## Document excerpt:
*** Block opens ***

Common Themes: Flannery O’Connor, Christianity, Catholic, evil, literature, American culture, short stories, Southern, humor, horror, post-world war II, 1950’s
Authors Worldview: Catholic
Common Genres: short story, novel, letters
There’s a famous person in the Bible who provoked nice people to complain, “This man welcomes sinners and eats with them.” The same could be said of Flannery O’Connor. She’s known as a Catholic writer, but the sort of Catholics who have no sense of evil don’t like Flannery much, especially when they find out that she recommended avoiding devotional literature. If you’ve never perceived evil in your vicinity—the petty kind, with no glamor to make it titillating—don’t bother reading her stories. You won’t understand why she’s supposed to be such a great writer, and you’ll walk away indignant at the unpleasant things she describes.
Cracking a book of Flannery O’Connor stories is like opening a bottle of single barrel, handcrafted, sour mash, whiskey straight bourbon. If you’ve never tried it before, you may be shocked at the punch it packs, and astonished at the complexity of the flavors. This is not something you take with you to the beach, or that you consume at one sitting. Sip slowly, and reserve for special occasions: the sort of occasions when your back is to the wall, and the pall mantles your shoulders. When the miasma of falsehood suffocates you, and you gag on ready-made answers to questions you’re not asking—then reach for her. She will brace you and ease the burden for a while. She’ll make you laugh out loud too, without quite knowing how that can be possible.
O’Connor was twenty-one years old when she walked into the office of Prof. Engle at the State University of Iowa, in 1946. Her Milledgeville, Georgia accent was so thick that he could not understand what she was saying and had to ask her to write down her name and request on a notepad. But her writing sample was “imaginative, tough, alive,” so he accepted her into the Writer’s Workshop. In 1947 she was awarded a prize offered by a publisher for a first novel, and for three short years she enjoyed both literary success and good health. Then in 1950 she was stricken with lupus, the disease that her father had died of. She retired to her mother’s house outside Milledgeville and continued to write and to publish until her death in 1964. Thomas Merton compared her to “Sophocles… for all the truth and all the craft with which she shows man’s fall and his dishonor” (“Flannery O’Connor: A Prose Elegy,” in The Literary Essays of Thomas Merton). Flannery herself prefaced her work by saying: “That belief in Christ is to some a matter of life and death has been a stumbling block for readers who would prefer to think it a matter of no great consequence.”

*** Block closes ***

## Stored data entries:

*** Block opens ***

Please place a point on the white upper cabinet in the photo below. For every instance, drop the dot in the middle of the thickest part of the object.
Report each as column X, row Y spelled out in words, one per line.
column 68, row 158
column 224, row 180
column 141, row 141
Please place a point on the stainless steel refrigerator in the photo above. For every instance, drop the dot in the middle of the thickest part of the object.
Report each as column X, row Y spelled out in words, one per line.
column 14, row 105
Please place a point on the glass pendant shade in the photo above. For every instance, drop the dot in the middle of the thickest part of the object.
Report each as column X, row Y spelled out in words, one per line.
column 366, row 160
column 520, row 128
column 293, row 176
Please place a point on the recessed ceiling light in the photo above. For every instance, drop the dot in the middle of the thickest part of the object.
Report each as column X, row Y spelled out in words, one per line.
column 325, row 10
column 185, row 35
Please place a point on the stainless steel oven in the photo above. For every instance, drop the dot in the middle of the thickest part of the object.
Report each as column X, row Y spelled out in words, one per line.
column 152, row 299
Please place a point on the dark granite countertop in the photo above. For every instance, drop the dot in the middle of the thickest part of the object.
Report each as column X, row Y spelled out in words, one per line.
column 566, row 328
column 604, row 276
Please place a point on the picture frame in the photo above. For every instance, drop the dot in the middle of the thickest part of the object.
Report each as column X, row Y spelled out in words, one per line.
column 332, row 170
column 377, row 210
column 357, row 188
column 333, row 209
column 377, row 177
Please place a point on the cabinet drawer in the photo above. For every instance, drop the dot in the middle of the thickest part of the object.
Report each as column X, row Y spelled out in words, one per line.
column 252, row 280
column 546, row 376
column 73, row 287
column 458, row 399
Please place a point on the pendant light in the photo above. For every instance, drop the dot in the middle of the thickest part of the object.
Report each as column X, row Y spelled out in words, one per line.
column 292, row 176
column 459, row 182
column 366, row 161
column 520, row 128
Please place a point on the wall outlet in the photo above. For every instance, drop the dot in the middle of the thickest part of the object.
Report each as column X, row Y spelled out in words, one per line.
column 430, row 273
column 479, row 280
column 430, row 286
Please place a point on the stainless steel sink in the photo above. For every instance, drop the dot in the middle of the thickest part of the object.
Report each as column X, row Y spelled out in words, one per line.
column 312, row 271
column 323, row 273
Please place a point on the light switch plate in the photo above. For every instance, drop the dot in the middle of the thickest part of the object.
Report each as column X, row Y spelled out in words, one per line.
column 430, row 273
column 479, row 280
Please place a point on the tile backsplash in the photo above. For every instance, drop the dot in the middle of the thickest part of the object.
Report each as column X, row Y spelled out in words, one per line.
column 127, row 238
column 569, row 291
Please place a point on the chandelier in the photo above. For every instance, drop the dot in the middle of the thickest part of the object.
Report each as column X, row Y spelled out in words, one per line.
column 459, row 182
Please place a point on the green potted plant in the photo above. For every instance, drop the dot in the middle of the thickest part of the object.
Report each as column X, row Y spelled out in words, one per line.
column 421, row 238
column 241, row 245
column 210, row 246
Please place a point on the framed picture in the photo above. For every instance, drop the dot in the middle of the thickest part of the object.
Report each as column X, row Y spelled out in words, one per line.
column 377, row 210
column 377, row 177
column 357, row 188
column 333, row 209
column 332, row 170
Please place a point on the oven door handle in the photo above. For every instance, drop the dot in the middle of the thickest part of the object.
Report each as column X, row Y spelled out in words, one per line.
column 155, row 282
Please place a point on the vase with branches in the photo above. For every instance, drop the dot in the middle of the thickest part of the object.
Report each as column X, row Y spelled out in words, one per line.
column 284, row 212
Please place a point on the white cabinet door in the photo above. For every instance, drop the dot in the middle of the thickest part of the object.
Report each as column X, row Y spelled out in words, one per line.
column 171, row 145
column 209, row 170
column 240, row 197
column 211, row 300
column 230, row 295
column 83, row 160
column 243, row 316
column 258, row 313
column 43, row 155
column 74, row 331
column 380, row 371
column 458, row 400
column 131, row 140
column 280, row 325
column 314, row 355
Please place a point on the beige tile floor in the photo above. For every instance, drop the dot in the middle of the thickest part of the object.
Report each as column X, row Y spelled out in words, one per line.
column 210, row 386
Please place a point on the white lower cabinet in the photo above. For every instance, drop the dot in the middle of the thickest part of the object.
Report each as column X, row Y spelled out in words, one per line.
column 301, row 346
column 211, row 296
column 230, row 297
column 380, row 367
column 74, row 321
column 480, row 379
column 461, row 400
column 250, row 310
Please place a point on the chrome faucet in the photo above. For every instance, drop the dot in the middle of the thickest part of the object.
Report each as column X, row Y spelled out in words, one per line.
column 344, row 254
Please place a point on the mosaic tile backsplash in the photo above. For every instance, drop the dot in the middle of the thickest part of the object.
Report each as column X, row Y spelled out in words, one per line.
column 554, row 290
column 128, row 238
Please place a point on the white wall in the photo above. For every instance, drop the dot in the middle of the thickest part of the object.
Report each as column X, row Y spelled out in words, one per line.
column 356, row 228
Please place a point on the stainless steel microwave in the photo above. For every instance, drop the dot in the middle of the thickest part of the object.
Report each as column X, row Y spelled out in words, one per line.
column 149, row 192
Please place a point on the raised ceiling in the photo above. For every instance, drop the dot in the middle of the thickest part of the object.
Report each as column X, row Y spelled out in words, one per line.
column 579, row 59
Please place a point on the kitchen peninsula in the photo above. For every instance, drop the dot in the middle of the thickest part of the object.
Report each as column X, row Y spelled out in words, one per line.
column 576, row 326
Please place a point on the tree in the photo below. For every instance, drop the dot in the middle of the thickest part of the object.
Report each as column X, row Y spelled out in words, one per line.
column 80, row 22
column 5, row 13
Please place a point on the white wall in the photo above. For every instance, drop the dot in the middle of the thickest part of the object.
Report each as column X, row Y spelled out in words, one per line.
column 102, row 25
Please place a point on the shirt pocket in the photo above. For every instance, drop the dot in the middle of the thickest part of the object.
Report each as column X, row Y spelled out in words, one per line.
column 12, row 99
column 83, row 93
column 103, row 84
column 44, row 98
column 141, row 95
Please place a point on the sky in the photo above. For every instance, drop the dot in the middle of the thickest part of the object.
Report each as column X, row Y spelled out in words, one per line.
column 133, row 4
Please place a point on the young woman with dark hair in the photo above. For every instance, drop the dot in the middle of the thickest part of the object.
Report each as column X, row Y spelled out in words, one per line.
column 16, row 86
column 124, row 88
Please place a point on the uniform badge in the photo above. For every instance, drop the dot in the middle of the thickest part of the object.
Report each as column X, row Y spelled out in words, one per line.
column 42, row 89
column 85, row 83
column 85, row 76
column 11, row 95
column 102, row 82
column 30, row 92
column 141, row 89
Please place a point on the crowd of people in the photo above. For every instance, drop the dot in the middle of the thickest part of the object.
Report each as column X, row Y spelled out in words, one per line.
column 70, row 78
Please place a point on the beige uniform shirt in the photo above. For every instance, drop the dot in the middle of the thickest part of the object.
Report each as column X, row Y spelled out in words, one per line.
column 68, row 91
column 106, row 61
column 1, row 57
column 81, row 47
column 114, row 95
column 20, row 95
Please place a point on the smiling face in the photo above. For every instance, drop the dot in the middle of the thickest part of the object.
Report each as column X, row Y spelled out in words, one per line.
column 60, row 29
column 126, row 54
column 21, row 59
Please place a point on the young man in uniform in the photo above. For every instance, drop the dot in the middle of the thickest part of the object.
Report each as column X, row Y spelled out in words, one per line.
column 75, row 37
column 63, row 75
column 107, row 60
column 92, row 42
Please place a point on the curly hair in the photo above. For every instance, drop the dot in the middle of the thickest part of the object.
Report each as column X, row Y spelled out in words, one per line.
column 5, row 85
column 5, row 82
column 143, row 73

*** Block closes ***

## Problem A:
Transcribe the Flannery O'Connor profile word for word, starting at "Cracking a book" and ending at "can be possible.".
## Problem B:
Summarize the Flannery O'Connor profile in two sentences.

## Exercise answer A:
Cracking a book of Flannery O’Connor stories is like opening a bottle of single barrel, handcrafted, sour mash, whiskey straight bourbon. If you’ve never tried it before, you may be shocked at the punch it packs, and astonished at the complexity of the flavors. This is not something you take with you to the beach, or that you consume at one sitting. Sip slowly, and reserve for special occasions: the sort of occasions when your back is to the wall, and the pall mantles your shoulders. When the miasma of falsehood suffocates you, and you gag on ready-made answers to questions you’re not asking—then reach for her. She will brace you and ease the burden for a while. She’ll make you laugh out loud too, without quite knowing how that can be possible.

## Exercise answer B:
Flannery O'Connor is known as a Catholic writer whose short stories depict petty evil and who recommended avoiding devotional literature, which puts off Catholics with no sense of evil. She entered the Writer's Workshop at the State University of Iowa in 1946, won a first-novel prize in 1947, and was stricken with lupus in 1950, after which she retired to her mother's house outside Milledgeville, Georgia, and kept writing and publishing until her death in 1964.